[[ TEXT BLOCK, beginning ]]

When you take on any new type of eating lifestyle, it can seem overwhelming figuring out what foods you “can” and “cannot” or “should” and “should not” be eating. Even more so, it can be confusing if you don’t understand the reasons why certain foods are good for you to eat and while others are best just in moderation. The Paleo diet is no exception. There are many foods that are considered Paleo‐friendly but that are also the basic “meat” of the eating lifestyle (no pun intended). Here are a list of some of those foods and just why they are important to consume.
- Salmon ‐ Full of Omega 3’s, protein, iron, zinc niacin, Vitamins B6 & B12. These properties help fight inflammation, contain antioxidants, supply a healthy source of protein and help keep your heart healthy.
- Lean Beef‐ Lean cuts of beef pack a protein punch without a high amount of saturated fats. There are 29 cuts of lean beef to choose from.
- Chicken ‐ Versatile and healthy, chicken fulfills your protein needs while giving you a variety of ways to cook and prepare it. Opt for boneless, skinless chicken. Provides for over 20% of recommended daily intake for selenium and potassium.
- Turkey ‐ Contains protein, Vitamin C and iron. A great source of protein that can be bought either ground, sliced or as an entire breast.
- Beets ‐ In a class all their own, beets contain betalains, a phytonutrient that has anti‐ inflammatory, antioxidant and detoxification properties. Possible anti‐cancer benefits have also been linked to beets.
- Kale ‐ Extremely high in Vitamins A, K & C. Packed with antioxidants (carotenoids and flavonoids) and lutein, which helps the blood flow smoother throughout the body.
- Spinach ‐ As with most veggies, low calorie content means you can eat a large quantity. Contains magnesium, Vitamin C and folate, just to name a few. Can possibly reduce your risk of cataracts and macular degeneration.
- Eggs ‐ Believe it or not, eggs are a great source of both protein and fat (Omega 3’s included!). They contain all 9 of the essential amino acids and contribute to your daily calcium intake.
- Avocado ‐ Full of potassium and healthy fats, avocado consumption has been linked to lower chances of contracting metabolic syndrome and possibly increasing HDL‐ the good cholesterol.
- Almonds ‐ Portable and filling, almonds are a great on‐the‐go snack and contain a good amount of calcium, magnesium, fiber and protein. Because Paleo diets don’t incorporate dairy, this is a great way to get your calcium intake up.
As you can see, none of these Paleo diet foods are much different choices than that of any healthy person, irrespective of diet, would eat on a regular basis. It’s important to make sure you are consuming an adequate amount of vitamins and minerals, especially if you are cutting stuff out of your “normal” diet as you transition to Paleo. Above all, remember to make healthy choices because they make sense to you, not because they fall into a specific diet or fad.

[[ TEXT BLOCK, end ]]
[[ STUDY MATERIAL, beginning ]]

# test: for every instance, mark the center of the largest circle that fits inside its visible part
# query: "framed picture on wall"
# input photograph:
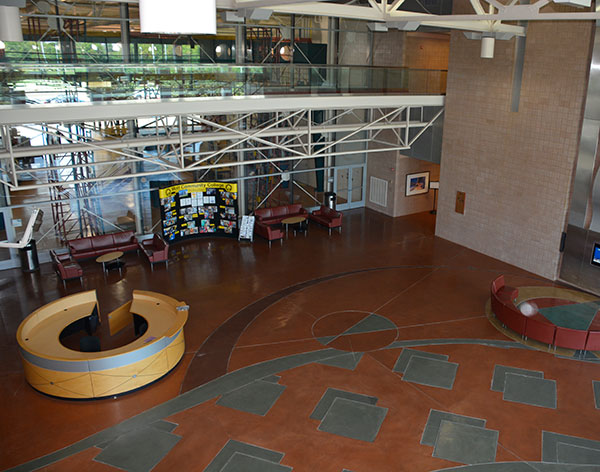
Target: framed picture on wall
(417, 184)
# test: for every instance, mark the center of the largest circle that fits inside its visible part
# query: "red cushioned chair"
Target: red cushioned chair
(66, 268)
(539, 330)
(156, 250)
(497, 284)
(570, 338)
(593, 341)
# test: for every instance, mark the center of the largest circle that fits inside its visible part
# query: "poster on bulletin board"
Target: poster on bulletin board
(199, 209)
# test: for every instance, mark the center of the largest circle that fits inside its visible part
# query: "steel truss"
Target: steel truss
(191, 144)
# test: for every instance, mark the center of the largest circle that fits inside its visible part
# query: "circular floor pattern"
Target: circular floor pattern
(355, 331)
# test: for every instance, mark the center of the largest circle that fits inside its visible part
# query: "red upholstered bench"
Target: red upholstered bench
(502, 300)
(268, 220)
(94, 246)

[[ STUDY MATERIAL, end ]]
[[ STUDY MATERIAL, beginning ]]

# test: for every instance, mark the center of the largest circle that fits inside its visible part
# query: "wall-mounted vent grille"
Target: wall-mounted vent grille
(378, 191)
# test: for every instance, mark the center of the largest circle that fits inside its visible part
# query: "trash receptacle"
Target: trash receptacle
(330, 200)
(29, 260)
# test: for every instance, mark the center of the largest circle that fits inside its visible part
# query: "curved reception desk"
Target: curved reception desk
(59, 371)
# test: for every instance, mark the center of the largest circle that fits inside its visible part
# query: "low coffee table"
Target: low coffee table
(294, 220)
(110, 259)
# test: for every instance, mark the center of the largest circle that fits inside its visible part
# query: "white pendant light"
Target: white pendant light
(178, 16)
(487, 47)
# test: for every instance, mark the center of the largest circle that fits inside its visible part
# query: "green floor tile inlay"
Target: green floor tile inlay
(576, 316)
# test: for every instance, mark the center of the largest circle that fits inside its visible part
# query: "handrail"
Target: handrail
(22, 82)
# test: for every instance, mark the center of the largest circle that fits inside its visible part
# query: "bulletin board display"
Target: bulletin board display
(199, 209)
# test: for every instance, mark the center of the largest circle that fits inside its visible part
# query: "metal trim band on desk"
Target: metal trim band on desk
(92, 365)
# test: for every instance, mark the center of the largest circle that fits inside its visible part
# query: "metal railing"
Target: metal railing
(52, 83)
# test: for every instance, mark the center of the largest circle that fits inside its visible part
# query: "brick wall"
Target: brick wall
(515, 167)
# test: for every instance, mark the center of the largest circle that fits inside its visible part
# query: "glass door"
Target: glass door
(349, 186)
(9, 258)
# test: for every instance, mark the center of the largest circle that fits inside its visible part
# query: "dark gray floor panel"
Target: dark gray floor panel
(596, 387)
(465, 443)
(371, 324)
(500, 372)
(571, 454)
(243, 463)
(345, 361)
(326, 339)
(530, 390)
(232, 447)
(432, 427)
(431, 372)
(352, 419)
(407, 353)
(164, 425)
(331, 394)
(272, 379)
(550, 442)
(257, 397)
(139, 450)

[[ STUDY MATERIAL, end ]]

- **PROBLEM 1**:
Answer these questions from the Paleo foods text:
(a) How many cuts of lean beef does it say there are to choose from?
(b) Which phytonutrient does it say beets contain?
(c) What does it say Paleo diets do not incorporate?
- **PROBLEM 2**: In the Paleo foods text, take the passage starting at "- Lean Beef‐" and ending at "selenium and potassium." and change "skinless" to "skin-on".
- **PROBLEM 3**: Name every meat and fish that appears in the list of the Paleo foods text.

- **RESPONSE BOX 1**:
(a) 29
(b) Betalains
(c) Dairy

- **RESPONSE BOX 2**:
- Lean Beef‐ Lean cuts of beef pack a protein punch without a high amount of saturated fats. There are 29 cuts of lean beef to choose from.
- Chicken ‐ Versatile and healthy, chicken fulfills your protein needs while giving you a variety of ways to cook and prepare it. Opt for boneless, skin-on chicken. Provides for over 20% of recommended daily intake for selenium and potassium.

- **RESPONSE BOX 3**:
Salmon
Lean beef
Chicken
Turkey